▸ **Passage**
---
High Power Laser Science and Engineering

An optical spectrometer system based on 60 channels of fiber has been designed and employed to diagnose scattered lights from laser-plasma instabilities. The 60 fiber collectors cover an integrated solid angle of π, enabling the measurement of global energy losses in a symmetrical configuration. A detecting spectral range from ultraviolet to near-infrared, with angular distribution, allows for the understanding of the physical mechanisms involving various plasma modes. Experimental measurements of scattered lights from a conical implosion driven by high-energy nanosecond laser beams at the Shenguang-II Upgrade facility have been demonstrated, serving as reliable diagnostics to characterize laser absorption and energy losses from laser-plasma instabilities. This compact diagnostic system can provide comprehensive insights into laser energy coupling in direct-drive inertial confinement fusion research, which is essential for studying the driving asymmetry and improving the implosion efficiencies.

 

This system is closely integrated with the layout of the laser beams and the geometric structure of the target chamber in the Shenguang-II Upgrade facility. Sixty reflective collectors are installed above the equatorial plane and fixed on the inner wall of the spherical target chamber, covering one-quarter of the spherical surface area (Fig. 1a). The global scattered-light spectral information is extrapolated based on the symmetry of the incident laser and the target.
---
▸ **Your instructions**
Please transcribe the passage on the fiber spectrometer from "This system is" up to and including "and the target.". The material has no connection to the fiber spectrometer passage.

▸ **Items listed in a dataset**
---
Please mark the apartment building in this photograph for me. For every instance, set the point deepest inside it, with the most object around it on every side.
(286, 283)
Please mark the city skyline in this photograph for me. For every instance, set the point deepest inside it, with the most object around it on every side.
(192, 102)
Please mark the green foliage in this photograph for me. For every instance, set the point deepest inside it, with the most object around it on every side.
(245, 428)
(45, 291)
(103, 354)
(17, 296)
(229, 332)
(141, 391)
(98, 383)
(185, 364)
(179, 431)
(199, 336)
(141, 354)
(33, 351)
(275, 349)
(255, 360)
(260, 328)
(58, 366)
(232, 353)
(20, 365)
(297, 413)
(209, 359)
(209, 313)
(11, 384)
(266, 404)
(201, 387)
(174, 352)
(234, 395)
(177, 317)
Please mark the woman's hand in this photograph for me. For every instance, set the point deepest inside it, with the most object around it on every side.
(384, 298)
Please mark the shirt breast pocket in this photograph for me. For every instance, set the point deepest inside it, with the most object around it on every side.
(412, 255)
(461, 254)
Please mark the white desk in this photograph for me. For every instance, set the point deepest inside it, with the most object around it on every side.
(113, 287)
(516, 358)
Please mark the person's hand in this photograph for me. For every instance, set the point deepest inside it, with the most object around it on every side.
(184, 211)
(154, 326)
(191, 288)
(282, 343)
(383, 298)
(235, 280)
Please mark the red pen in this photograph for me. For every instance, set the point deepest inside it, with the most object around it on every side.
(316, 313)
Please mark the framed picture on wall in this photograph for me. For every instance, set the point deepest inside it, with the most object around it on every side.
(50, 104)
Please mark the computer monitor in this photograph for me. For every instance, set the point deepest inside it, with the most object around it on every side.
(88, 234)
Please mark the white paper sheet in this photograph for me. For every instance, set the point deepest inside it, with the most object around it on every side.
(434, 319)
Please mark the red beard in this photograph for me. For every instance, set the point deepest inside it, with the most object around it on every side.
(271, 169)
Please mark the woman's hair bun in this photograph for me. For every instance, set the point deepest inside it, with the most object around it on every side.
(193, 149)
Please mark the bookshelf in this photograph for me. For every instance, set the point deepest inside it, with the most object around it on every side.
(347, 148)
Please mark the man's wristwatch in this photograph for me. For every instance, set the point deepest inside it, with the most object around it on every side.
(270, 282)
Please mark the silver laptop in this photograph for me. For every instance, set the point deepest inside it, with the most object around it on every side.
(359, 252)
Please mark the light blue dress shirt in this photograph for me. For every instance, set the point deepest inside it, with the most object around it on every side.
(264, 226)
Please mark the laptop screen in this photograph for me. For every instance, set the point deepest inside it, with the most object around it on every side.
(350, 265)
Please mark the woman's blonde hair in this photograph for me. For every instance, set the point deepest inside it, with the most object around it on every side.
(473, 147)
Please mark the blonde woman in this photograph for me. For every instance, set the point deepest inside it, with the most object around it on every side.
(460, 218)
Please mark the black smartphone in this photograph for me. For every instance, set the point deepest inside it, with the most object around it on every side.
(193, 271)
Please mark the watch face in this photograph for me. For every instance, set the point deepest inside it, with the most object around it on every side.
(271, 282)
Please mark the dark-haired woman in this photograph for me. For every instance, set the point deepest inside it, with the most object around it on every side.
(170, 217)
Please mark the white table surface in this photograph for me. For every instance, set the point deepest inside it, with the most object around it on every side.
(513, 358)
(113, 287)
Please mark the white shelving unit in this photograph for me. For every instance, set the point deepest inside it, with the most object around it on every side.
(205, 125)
---
▸ **Reply to the task**
This system is closely integrated with the layout of the laser beams and the geometric structure of the target chamber in the Shenguang-II Upgrade facility. Sixty reflective collectors are installed above the equatorial plane and fixed on the inner wall of the spherical target chamber, covering one-quarter of the spherical surface area (Fig. 1a). The global scattered-light spectral information is extrapolated based on the symmetry of the incident laser and the target.